AIM OF THE EXERCISE –
Quote every line as given.

═════ RECORDS FOR THIS EXERCISE

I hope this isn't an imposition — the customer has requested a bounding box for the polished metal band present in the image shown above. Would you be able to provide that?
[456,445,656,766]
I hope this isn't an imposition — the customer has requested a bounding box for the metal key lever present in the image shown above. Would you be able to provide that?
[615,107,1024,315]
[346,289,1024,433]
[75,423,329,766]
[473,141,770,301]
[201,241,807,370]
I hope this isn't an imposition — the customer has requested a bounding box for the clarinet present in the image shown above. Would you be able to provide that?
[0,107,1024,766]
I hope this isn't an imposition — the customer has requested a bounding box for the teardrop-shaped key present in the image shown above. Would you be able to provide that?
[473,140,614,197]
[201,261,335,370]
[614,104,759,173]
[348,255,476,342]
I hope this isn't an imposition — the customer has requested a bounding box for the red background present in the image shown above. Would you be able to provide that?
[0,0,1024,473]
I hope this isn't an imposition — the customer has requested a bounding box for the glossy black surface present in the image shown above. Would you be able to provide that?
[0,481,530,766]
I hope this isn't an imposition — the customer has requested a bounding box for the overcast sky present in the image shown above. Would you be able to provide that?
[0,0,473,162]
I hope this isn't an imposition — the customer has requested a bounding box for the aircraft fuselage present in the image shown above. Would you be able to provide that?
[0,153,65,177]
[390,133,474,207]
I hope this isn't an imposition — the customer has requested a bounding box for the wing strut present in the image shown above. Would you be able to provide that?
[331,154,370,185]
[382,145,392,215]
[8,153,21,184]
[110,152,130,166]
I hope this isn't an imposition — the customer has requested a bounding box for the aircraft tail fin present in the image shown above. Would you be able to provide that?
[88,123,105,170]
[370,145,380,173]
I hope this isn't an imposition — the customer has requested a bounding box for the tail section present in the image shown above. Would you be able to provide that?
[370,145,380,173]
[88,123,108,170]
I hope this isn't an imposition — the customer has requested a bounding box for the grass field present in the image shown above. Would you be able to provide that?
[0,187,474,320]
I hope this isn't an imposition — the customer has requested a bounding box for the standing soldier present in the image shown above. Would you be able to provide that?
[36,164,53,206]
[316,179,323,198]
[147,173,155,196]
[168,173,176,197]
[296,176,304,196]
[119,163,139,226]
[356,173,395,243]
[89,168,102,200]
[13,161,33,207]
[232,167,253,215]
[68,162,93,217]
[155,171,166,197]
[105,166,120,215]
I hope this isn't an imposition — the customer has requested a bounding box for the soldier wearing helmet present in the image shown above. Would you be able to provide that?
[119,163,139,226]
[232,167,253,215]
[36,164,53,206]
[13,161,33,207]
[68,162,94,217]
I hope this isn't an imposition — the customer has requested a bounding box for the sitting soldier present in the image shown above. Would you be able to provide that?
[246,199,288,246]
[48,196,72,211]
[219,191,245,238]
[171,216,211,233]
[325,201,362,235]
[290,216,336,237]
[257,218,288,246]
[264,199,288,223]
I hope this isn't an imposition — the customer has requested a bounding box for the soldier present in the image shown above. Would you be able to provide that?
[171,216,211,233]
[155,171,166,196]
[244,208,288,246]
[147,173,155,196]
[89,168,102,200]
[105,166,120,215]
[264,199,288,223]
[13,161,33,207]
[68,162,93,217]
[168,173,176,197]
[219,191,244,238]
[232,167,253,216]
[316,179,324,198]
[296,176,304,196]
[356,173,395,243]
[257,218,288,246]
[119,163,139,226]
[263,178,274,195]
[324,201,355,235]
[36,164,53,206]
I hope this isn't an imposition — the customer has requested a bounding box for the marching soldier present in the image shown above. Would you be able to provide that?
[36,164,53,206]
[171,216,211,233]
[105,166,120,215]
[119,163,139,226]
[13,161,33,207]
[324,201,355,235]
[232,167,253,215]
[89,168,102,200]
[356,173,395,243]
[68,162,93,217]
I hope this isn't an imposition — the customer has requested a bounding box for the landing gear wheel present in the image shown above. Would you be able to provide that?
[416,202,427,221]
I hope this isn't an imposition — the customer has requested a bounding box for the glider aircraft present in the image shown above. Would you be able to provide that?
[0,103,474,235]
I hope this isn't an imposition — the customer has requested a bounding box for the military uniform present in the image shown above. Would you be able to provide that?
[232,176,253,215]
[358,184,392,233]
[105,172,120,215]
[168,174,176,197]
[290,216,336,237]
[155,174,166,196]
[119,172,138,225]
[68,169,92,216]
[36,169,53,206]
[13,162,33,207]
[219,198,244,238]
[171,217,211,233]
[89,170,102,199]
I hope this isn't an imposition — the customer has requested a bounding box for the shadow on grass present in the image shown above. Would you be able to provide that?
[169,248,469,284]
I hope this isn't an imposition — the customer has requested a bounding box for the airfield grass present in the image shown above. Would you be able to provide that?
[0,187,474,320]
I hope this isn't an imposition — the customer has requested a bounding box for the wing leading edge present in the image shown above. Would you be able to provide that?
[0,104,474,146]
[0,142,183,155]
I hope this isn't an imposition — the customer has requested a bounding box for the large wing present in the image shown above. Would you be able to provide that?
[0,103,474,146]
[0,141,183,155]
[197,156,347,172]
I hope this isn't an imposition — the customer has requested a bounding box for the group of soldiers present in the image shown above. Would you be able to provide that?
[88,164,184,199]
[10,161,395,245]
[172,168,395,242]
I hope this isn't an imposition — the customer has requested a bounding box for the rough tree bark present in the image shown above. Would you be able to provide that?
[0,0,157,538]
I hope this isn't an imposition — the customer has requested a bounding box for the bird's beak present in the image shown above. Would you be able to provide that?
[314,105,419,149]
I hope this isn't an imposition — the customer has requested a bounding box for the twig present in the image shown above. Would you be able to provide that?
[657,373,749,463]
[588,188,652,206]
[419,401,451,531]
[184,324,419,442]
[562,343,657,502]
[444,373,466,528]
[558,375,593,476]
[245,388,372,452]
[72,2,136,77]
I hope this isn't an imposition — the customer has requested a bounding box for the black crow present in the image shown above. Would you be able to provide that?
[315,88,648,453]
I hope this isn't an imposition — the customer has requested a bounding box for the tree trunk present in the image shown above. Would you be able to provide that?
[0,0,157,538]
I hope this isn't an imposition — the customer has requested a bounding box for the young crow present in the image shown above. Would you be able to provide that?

══════════

RESPONSE –
I hope this isn't an imposition — the customer has requested a bounding box for the polished metal band present in the image shown above. Would you be able to provide that?
[456,445,656,766]
I hope this isn't an imposition — the customer has requested a bounding box for the metal key lever present in the image shown above. Would you be able to provide that?
[615,107,1024,315]
[346,289,1024,433]
[75,423,329,766]
[473,141,770,301]
[201,241,807,370]
I hope this isn't an imposition — the customer has requested a bounding box for the clarinet present in the image shown above. Would you be able to provide that?
[0,107,1024,766]
I hope this isn't an imposition — the customer has requested a bounding box for the teardrop-shaped key present in the image shown above. Would you be able to provide that?
[473,140,614,197]
[201,261,335,370]
[614,104,759,173]
[348,255,476,342]
I hope this isn't an imposition — the customer has requested a bounding box for the red background present in the image shown above. Would you be able to provide that?
[0,0,1024,473]
I hope this isn't an imposition — the customer has requested a bounding box for the glossy black surface present in the image shown above. Would you be able to provide that?
[0,481,530,766]
I hope this isn't an imposition — the customer has requested a bounding box for the overcast sky present in the image shown above. Would you be able to provide that?
[0,0,473,162]
I hope this isn't an imposition — the customer has requested a bounding box for the aircraft fuselage present in the image shown above. Would you be able to provide that?
[0,153,65,177]
[390,133,474,207]
I hope this isn't an imposition — the customer has requested a bounding box for the wing strut present in the image shown above. Would you be able to provide that?
[331,154,370,185]
[382,145,392,215]
[8,153,21,184]
[110,152,130,166]
I hope this isn't an imposition — the customer has requested a bounding box for the aircraft tail fin present in the image shown above. Would you be able to provide that?
[88,123,105,170]
[370,145,380,173]
I hope this isn't an imposition — the customer has requested a bounding box for the tail section present in the image shown above. Would you be able to provide that?
[370,145,380,173]
[88,123,108,170]
I hope this isn't an imposition — the customer has requested a bounding box for the grass field present in the image shown above. Would you be able to provide that?
[0,187,474,320]
I hope this isn't an imposition — the customer has requested a bounding box for the standing soldier present in the image shown above. Would you be able to provide that?
[36,164,53,206]
[316,179,323,198]
[147,173,155,196]
[168,173,176,197]
[296,176,304,196]
[119,163,139,226]
[356,173,395,243]
[89,168,102,200]
[13,161,33,207]
[232,167,253,215]
[68,162,93,217]
[155,171,166,197]
[105,166,120,215]
I hope this isn't an imposition — the customer has requested a bounding box for the soldier wearing helmet present in the image shown above. Would you be able to provide that?
[119,163,139,226]
[232,167,253,215]
[36,164,53,206]
[13,161,33,207]
[68,162,94,217]
I hope this isn't an imposition — the customer has requested a bounding box for the sitting soldier present in the image shown above. Would you be able to provide that?
[246,199,288,246]
[48,196,72,211]
[219,191,245,238]
[171,216,211,233]
[325,201,362,235]
[290,216,336,237]
[257,218,288,246]
[264,199,288,223]
I hope this isn't an imposition — the customer has requested a bounding box for the soldier present in the image shown above. Would you be able to provide that?
[171,216,211,233]
[155,171,166,196]
[244,208,288,246]
[147,173,155,196]
[89,168,102,200]
[105,166,120,215]
[264,199,288,223]
[13,161,33,207]
[68,162,93,217]
[168,173,176,197]
[219,191,244,238]
[232,167,253,216]
[316,179,324,198]
[296,176,304,196]
[356,173,395,243]
[257,218,288,246]
[119,163,139,226]
[263,178,274,195]
[324,201,355,235]
[36,164,53,206]
I hope this isn't an imposition — the customer has requested a bounding box for the marching soldier present in the image shown above. Would you be able to provide that?
[36,164,53,206]
[171,216,211,233]
[105,166,120,215]
[119,163,139,226]
[13,161,33,207]
[324,201,355,235]
[232,167,253,215]
[89,168,102,200]
[356,173,395,243]
[68,162,93,217]
I hope this isn't an imposition — the customer has requested a bounding box for the landing gear wheel present in the image shown above. Would you be able to provide that?
[416,202,427,221]
I hope this isn't an imposition — the customer has requested a bounding box for the glider aircraft present in the image shown above. Would you be able to provide that?
[0,103,474,235]
I hope this isn't an imposition — the customer has requested a bounding box for the military uniform present in the image shown above. Would you be able to provide that?
[232,176,253,215]
[358,184,392,233]
[105,172,120,215]
[168,174,176,197]
[290,216,336,237]
[155,174,166,196]
[119,172,138,225]
[68,169,92,216]
[36,169,53,206]
[13,162,33,207]
[219,198,244,238]
[171,217,211,233]
[89,170,102,199]
I hope this isn't an imposition — the customer has requested a bounding box for the shadow on grass present in the image shown above. Would you be able to provide that?
[169,248,469,284]
I hope this isn't an imposition — the customer has requested a bounding box for the airfield grass present in the image shown above. Would you be able to provide that?
[0,187,474,320]
I hope this isn't an imposition — the customer has requested a bounding box for the wing leading edge present in the image shown above. Would you be able to provide that?
[0,104,474,146]
[0,142,183,155]
I hope this isn't an imposition — the customer has requested a bounding box for the large wing present in the image shown above. Would you be able to provide that?
[0,103,474,146]
[0,141,183,155]
[197,156,347,172]
I hope this isn't an imposition — the customer has requested a bounding box for the group of soldiers present in the image shown above. Would you be able to provide that?
[88,164,184,199]
[10,161,395,245]
[172,168,395,242]
I hope this isn't an imposition — the customer has requested a bounding box for the rough tree bark present in the image shown above. Would you be able to provide that?
[0,0,157,538]
I hope this isn't an imposition — the customer has requested a bounding box for the bird's beak present in the image shown above. Would you be able to provide that?
[314,105,419,149]
I hope this isn't an imposition — the customer has requested a bounding box for the twig present in the image shown above. Would you be able to provide that?
[657,373,749,463]
[588,188,652,206]
[419,401,451,531]
[184,324,419,442]
[562,343,657,502]
[444,373,466,528]
[558,375,593,476]
[245,388,372,452]
[72,2,136,77]
I hope this isn't an imposition — the customer has requested a bounding box for the black crow present in the image shown above. Would you be able to provide that?
[315,88,648,453]
I hope this isn't an imposition — the customer has requested a bounding box for the tree trunk present in the image shown above. Would you be able to provide that?
[0,0,157,538]
I hope this isn't an imposition — the customer has requested a bounding box for the young crow present in the image shown above. Would you be able to provide that?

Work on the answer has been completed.